### Extract provided
○ ○ ○ ○

Natural Born Sitter (2024, stainless steel, scaffolds, jesmonite)

erikT.jpgInstallation view. Photo: Tinni Ernsjöö Rappe

Erik Thörnqvist received the Maria Bonnier Dahlin Foundation Grant in 2024. His works were exhibited in a duo-exhibition at Bonniers Konsthall, together with the other 2024 grant recipient Anastasia Savinova.

By reshaping traditional objects, Erik Thörnqvist (b. 1994) gives them new symbolic meaning that express agency and freedom, beyond their original functions. Particularly interested in the role of ornamentation within modernism, he questions its place in designed environments and explores how these aesthetic expressions can create space for subversive interpretations and queer representation. Deliberately coded and ambiguous, Thörnqvist’s works resist easy interpretations and defy norms in a powerful way, engaging the viewer to confront social issues and creating new narratives where body and identity can be renegotiated and redefined.

Guest Jury for the Maria Bonnier Dahlin scholarship 2024 was Jacob Dahlgren and Fredrik Liew.

Jury's Motivation:

In Erik Thörnqvist's work, surfaces bend and warp, both literally and figuratively. Functional furniture, designed with the intent to support human bodies, stands up and walks—serving as a compelling testament to the idea that the absurd is inherent in the rational and only needs to be unleashed by a creative and open force that recognizes the seriousness within play. For some, modernism represented the ultimate form of a logical, structured, and normative order meant to aid and support humanity. But by whom, for whose body, and on whose terms? With a particular sensitivity to small details, Thörnqvist demonstrates a refinement in material and form compositions, which he combines with a conceptual rigor that firmly grounds his artistic expression, independent of descriptive or explanatory text.

○ ○ ○ ○

### Information shown

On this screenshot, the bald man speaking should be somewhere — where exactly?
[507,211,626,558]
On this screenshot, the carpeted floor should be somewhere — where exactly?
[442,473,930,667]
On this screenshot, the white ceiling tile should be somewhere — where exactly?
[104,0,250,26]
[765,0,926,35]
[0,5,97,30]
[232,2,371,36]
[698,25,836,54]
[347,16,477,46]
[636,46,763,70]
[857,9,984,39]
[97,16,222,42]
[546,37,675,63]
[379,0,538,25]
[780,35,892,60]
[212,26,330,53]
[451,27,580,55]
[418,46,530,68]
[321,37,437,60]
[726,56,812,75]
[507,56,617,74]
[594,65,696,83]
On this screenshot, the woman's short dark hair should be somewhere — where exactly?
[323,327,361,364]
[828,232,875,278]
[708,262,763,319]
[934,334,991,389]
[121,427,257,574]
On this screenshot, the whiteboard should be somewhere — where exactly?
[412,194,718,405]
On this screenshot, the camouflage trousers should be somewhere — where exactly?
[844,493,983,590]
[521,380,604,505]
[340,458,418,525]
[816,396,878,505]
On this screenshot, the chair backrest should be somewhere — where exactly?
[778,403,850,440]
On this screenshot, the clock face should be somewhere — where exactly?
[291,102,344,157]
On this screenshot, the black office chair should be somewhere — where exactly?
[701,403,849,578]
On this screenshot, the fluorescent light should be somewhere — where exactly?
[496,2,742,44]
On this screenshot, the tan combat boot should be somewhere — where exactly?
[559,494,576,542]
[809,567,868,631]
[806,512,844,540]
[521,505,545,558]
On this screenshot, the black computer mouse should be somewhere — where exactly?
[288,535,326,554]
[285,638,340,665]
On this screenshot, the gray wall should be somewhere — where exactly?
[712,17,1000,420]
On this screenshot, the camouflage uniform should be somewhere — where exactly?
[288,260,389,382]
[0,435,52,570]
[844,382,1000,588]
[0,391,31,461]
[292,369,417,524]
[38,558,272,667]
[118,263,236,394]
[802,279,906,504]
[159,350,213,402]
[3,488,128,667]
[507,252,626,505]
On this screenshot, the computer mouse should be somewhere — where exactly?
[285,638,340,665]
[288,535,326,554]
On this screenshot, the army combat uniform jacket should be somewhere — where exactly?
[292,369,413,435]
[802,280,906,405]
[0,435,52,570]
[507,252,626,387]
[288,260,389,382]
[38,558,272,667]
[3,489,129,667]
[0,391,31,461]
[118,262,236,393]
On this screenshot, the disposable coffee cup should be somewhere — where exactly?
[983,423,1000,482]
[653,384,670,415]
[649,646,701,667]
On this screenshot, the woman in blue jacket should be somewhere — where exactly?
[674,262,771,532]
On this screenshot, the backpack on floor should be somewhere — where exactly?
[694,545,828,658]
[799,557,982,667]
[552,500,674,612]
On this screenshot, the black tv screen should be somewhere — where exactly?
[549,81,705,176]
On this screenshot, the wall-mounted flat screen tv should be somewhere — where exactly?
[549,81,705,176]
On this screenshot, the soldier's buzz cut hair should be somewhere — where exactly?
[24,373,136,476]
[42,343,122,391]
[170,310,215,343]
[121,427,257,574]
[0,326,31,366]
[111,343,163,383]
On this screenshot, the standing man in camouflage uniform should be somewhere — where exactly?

○ ○ ○ ○

### Requirement A
Answer these from the text on Erik Thörnqvist:
(i) In what year was Thörnqvist born?
(ii) Who was the other 2024 grant recipient in the duo-exhibition at Bonniers Konsthall?
(iii) Who made up the guest jury for the 2024 scholarship?
### Requirement B
Please write out the passage of the text on Erik Thörnqvist starting at "Erik Thörnqvist received" and ending at "renegotiated and redefined.".
### Requirement C
Extend the text on Erik Thörnqvist from its final sentence onward.
The entries come from a separate source.

### Task answer A
(i) 1994
(ii) Anastasia Savinova
(iii) Jacob Dahlgren and Fredrik Liew

### Task answer B
Erik Thörnqvist received the Maria Bonnier Dahlin Foundation Grant in 2024. His works were exhibited in a duo-exhibition at Bonniers Konsthall, together with the other 2024 grant recipient Anastasia Savinova.

By reshaping traditional objects, Erik Thörnqvist (b. 1994) gives them new symbolic meaning that express agency and freedom, beyond their original functions. Particularly interested in the role of ornamentation within modernism, he questions its place in designed environments and explores how these aesthetic expressions can create space for subversive interpretations and queer representation. Deliberately coded and ambiguous, Thörnqvist’s works resist easy interpretations and defy norms in a powerful way, engaging the viewer to confront social issues and creating new narratives where body and identity can be renegotiated and redefined.

### Task answer C
Erik Thörnqvist (1994, Umeå, Sweden) lives and works in Stockholm, Sweden. Through sculpture and installation, Thörnqvist’s work delves into historical and fictional narratives to unearth how an idea takes a material form. The blurring of what is fixed or a collapse between fiction and fact is a point of departure in his practice. The work underscores this as a gradient of experiences and possibilities rather than polar opposites. Like taking a misstep or how the omission of narration leaves a space for something to be filled in.

Thörnqvist has previously exhibited at the 2020 Luleå Biennial Time on Earth, SOMA (Mexico City), Lunds Konsthall, Final Hot Desert (Salt Lake City), KIN Museum for Contemporary Art (Kiruna), Konstnärshuset, and Luleå Konsthall.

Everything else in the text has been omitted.